What you will do
From the line containing "Query: overcast sky" down to the final entry below, restate each line word for word.

(Saved entries)
___
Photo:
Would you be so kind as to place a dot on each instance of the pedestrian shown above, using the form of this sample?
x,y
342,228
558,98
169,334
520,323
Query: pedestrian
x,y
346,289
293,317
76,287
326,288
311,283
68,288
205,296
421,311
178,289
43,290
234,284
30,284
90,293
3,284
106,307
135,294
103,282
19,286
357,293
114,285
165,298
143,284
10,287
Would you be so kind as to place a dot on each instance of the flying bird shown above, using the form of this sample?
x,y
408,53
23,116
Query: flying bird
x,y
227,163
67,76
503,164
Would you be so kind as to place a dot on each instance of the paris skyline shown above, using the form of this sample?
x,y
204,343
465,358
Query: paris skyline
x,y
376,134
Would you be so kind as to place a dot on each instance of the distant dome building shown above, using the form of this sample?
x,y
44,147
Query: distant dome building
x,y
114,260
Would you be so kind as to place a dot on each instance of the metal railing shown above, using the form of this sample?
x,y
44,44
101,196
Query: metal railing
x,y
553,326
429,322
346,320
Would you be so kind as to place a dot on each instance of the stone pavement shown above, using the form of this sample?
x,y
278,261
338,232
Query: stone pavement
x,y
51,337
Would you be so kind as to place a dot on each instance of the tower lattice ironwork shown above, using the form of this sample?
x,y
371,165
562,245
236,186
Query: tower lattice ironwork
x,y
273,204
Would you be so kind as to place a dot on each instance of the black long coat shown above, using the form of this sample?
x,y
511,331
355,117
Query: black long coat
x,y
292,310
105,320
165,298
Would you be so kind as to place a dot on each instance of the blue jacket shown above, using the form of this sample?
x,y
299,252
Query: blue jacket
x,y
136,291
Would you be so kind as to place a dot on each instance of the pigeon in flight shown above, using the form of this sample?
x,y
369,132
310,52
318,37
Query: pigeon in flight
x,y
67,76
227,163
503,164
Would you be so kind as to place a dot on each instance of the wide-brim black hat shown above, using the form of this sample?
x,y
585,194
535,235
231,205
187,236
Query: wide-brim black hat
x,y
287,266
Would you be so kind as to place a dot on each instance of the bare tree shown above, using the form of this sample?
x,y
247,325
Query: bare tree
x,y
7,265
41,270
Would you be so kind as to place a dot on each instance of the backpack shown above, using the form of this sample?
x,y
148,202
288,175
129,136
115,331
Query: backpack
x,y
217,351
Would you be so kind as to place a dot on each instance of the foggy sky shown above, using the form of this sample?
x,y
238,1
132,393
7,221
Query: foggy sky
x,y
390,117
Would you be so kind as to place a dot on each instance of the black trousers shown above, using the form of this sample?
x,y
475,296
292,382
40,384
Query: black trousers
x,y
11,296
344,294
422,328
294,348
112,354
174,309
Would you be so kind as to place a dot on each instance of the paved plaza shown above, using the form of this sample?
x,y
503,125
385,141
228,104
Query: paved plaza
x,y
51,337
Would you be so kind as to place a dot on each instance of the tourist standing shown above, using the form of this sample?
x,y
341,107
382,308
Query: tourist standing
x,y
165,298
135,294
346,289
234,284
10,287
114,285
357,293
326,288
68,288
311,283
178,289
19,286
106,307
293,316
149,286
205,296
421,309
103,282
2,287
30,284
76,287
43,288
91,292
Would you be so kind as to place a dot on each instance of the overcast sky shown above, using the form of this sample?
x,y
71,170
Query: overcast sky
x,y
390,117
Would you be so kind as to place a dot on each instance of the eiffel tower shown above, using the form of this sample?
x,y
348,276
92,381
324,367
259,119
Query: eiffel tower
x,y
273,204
___
Written response
Query: overcast sky
x,y
390,117
Would you be so kind as to place a dot on each instance of the eiffel tower shown above, using the form of this sample?
x,y
348,276
92,381
324,367
259,119
Query: eiffel tower
x,y
273,204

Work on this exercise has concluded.